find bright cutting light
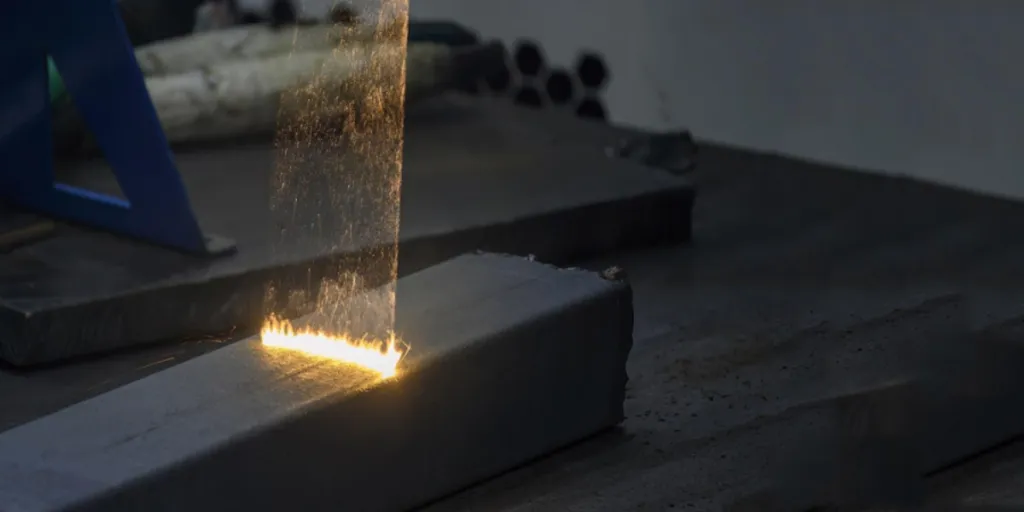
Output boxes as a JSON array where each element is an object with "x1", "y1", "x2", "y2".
[{"x1": 260, "y1": 316, "x2": 405, "y2": 379}]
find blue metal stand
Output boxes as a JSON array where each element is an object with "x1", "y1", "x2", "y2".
[{"x1": 0, "y1": 0, "x2": 234, "y2": 255}]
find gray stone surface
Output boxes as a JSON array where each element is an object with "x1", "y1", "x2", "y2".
[
  {"x1": 417, "y1": 142, "x2": 1024, "y2": 511},
  {"x1": 930, "y1": 441, "x2": 1024, "y2": 509},
  {"x1": 0, "y1": 97, "x2": 691, "y2": 365},
  {"x1": 744, "y1": 318, "x2": 1024, "y2": 509},
  {"x1": 7, "y1": 110, "x2": 1024, "y2": 510},
  {"x1": 0, "y1": 252, "x2": 633, "y2": 512}
]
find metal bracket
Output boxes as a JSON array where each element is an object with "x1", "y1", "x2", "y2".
[{"x1": 0, "y1": 0, "x2": 235, "y2": 256}]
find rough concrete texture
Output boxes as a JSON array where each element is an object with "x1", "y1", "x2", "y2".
[
  {"x1": 768, "y1": 333, "x2": 1024, "y2": 511},
  {"x1": 413, "y1": 139, "x2": 1024, "y2": 511},
  {"x1": 0, "y1": 97, "x2": 690, "y2": 365},
  {"x1": 0, "y1": 253, "x2": 633, "y2": 512},
  {"x1": 5, "y1": 110, "x2": 1024, "y2": 510},
  {"x1": 928, "y1": 440, "x2": 1024, "y2": 509}
]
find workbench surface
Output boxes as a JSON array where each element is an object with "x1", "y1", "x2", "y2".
[
  {"x1": 423, "y1": 106, "x2": 1024, "y2": 511},
  {"x1": 3, "y1": 100, "x2": 1024, "y2": 510}
]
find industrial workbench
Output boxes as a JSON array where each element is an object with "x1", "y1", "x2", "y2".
[{"x1": 4, "y1": 98, "x2": 1024, "y2": 510}]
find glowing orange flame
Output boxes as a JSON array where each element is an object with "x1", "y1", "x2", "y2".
[{"x1": 260, "y1": 316, "x2": 405, "y2": 379}]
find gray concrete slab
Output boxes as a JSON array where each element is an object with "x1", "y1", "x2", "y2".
[
  {"x1": 416, "y1": 140, "x2": 1024, "y2": 511},
  {"x1": 0, "y1": 96, "x2": 690, "y2": 365},
  {"x1": 0, "y1": 252, "x2": 633, "y2": 512},
  {"x1": 765, "y1": 322, "x2": 1024, "y2": 510},
  {"x1": 7, "y1": 113, "x2": 1024, "y2": 511},
  {"x1": 927, "y1": 441, "x2": 1024, "y2": 509}
]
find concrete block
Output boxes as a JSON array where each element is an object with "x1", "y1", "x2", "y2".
[
  {"x1": 0, "y1": 253, "x2": 633, "y2": 512},
  {"x1": 769, "y1": 329, "x2": 1024, "y2": 510},
  {"x1": 0, "y1": 99, "x2": 690, "y2": 365}
]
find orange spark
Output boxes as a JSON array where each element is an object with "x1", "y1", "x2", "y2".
[{"x1": 260, "y1": 316, "x2": 405, "y2": 379}]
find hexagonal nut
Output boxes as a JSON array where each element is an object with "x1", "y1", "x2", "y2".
[
  {"x1": 574, "y1": 52, "x2": 609, "y2": 90},
  {"x1": 575, "y1": 97, "x2": 607, "y2": 120},
  {"x1": 328, "y1": 2, "x2": 359, "y2": 25},
  {"x1": 513, "y1": 40, "x2": 547, "y2": 78},
  {"x1": 544, "y1": 68, "x2": 576, "y2": 106},
  {"x1": 484, "y1": 43, "x2": 515, "y2": 93},
  {"x1": 514, "y1": 86, "x2": 544, "y2": 108}
]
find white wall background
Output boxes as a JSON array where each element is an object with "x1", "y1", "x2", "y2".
[{"x1": 305, "y1": 0, "x2": 1024, "y2": 200}]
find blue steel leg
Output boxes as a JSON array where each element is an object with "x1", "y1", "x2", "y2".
[
  {"x1": 0, "y1": 1, "x2": 53, "y2": 196},
  {"x1": 0, "y1": 0, "x2": 234, "y2": 255}
]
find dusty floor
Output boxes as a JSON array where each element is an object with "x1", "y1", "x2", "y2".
[
  {"x1": 4, "y1": 103, "x2": 1024, "y2": 510},
  {"x1": 423, "y1": 141, "x2": 1024, "y2": 511}
]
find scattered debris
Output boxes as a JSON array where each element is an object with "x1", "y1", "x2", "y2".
[
  {"x1": 607, "y1": 130, "x2": 699, "y2": 174},
  {"x1": 601, "y1": 265, "x2": 628, "y2": 282}
]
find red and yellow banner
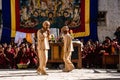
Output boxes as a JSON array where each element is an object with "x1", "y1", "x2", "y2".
[
  {"x1": 73, "y1": 0, "x2": 90, "y2": 37},
  {"x1": 1, "y1": 0, "x2": 98, "y2": 43}
]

+ + + +

All of the lines above should be printed exactly, minus the pictures.

find bright cutting light
Output boxes as a JSON array where each element is an object with "x1", "y1", "x2", "y2".
[{"x1": 260, "y1": 316, "x2": 405, "y2": 379}]
find blue metal stand
Output boxes as a JSON array where each element is an object with "x1", "y1", "x2", "y2".
[{"x1": 0, "y1": 0, "x2": 234, "y2": 255}]
find gray stone surface
Output boxes as a JSON array where each element is an object with "x1", "y1", "x2", "y2".
[
  {"x1": 417, "y1": 142, "x2": 1024, "y2": 511},
  {"x1": 930, "y1": 441, "x2": 1024, "y2": 509},
  {"x1": 0, "y1": 97, "x2": 691, "y2": 365},
  {"x1": 744, "y1": 318, "x2": 1024, "y2": 509},
  {"x1": 7, "y1": 110, "x2": 1024, "y2": 510},
  {"x1": 0, "y1": 252, "x2": 633, "y2": 512}
]
find metal bracket
Output boxes as a JSON array where each element is an object with "x1", "y1", "x2", "y2".
[{"x1": 0, "y1": 0, "x2": 235, "y2": 256}]
find rough concrete texture
Output boxes as a JSON array where each element is an object with "x1", "y1", "x2", "y2".
[
  {"x1": 768, "y1": 333, "x2": 1024, "y2": 511},
  {"x1": 413, "y1": 139, "x2": 1024, "y2": 511},
  {"x1": 0, "y1": 97, "x2": 690, "y2": 365},
  {"x1": 0, "y1": 253, "x2": 633, "y2": 512},
  {"x1": 5, "y1": 110, "x2": 1024, "y2": 510},
  {"x1": 928, "y1": 440, "x2": 1024, "y2": 509}
]
find workbench surface
Output boxes as a JSON array where each element is an object with "x1", "y1", "x2", "y2".
[
  {"x1": 423, "y1": 106, "x2": 1024, "y2": 511},
  {"x1": 3, "y1": 100, "x2": 1024, "y2": 510}
]
find industrial workbench
Output boxes as a JSON array where each element is an object with "x1", "y1", "x2", "y2".
[{"x1": 4, "y1": 98, "x2": 1024, "y2": 510}]
find glowing orange flame
Output boxes as a JSON array where each element is an object with "x1", "y1", "x2", "y2".
[{"x1": 260, "y1": 316, "x2": 405, "y2": 379}]
find gray concrete slab
Output boxes as a JSON array where each element is an object with "x1", "y1", "x2", "y2".
[
  {"x1": 416, "y1": 140, "x2": 1024, "y2": 511},
  {"x1": 0, "y1": 96, "x2": 690, "y2": 365},
  {"x1": 0, "y1": 252, "x2": 633, "y2": 512},
  {"x1": 765, "y1": 322, "x2": 1024, "y2": 510},
  {"x1": 7, "y1": 113, "x2": 1024, "y2": 511},
  {"x1": 927, "y1": 441, "x2": 1024, "y2": 509}
]
find concrete block
Output boxes as a JSON array where each element is an object with "x1", "y1", "x2", "y2".
[
  {"x1": 0, "y1": 253, "x2": 633, "y2": 512},
  {"x1": 769, "y1": 329, "x2": 1024, "y2": 510},
  {"x1": 0, "y1": 99, "x2": 690, "y2": 365}
]
find orange spark
Output boxes as a JSON array where each element is an object with "x1", "y1", "x2", "y2".
[{"x1": 260, "y1": 316, "x2": 405, "y2": 379}]
find hexagonal nut
Output boxes as a JSON array where each element is an object with "x1", "y1", "x2", "y2".
[
  {"x1": 574, "y1": 52, "x2": 609, "y2": 90},
  {"x1": 575, "y1": 97, "x2": 607, "y2": 120},
  {"x1": 328, "y1": 2, "x2": 359, "y2": 25},
  {"x1": 513, "y1": 40, "x2": 547, "y2": 78},
  {"x1": 544, "y1": 68, "x2": 576, "y2": 106},
  {"x1": 484, "y1": 43, "x2": 515, "y2": 93},
  {"x1": 514, "y1": 86, "x2": 544, "y2": 108}
]
find white wall background
Output boxes as a JSON array where each element is an object with "x1", "y1", "x2", "y2".
[{"x1": 305, "y1": 0, "x2": 1024, "y2": 200}]
find blue steel leg
Output boxes as a JSON array where each element is an object with "x1", "y1", "x2", "y2".
[
  {"x1": 0, "y1": 1, "x2": 53, "y2": 196},
  {"x1": 0, "y1": 0, "x2": 234, "y2": 255}
]
find dusty floor
Output boxes as a JSON array where each element is an object with "x1", "y1", "x2", "y2".
[
  {"x1": 4, "y1": 103, "x2": 1024, "y2": 510},
  {"x1": 423, "y1": 141, "x2": 1024, "y2": 511}
]
find scattered debris
Output boxes as a JSON array where each element is an object with "x1", "y1", "x2", "y2".
[
  {"x1": 607, "y1": 130, "x2": 699, "y2": 174},
  {"x1": 601, "y1": 265, "x2": 628, "y2": 282}
]
find red and yellow banner
Output boxes as a JSON array where each element is an object with "x1", "y1", "x2", "y2".
[
  {"x1": 73, "y1": 0, "x2": 90, "y2": 37},
  {"x1": 1, "y1": 0, "x2": 98, "y2": 43}
]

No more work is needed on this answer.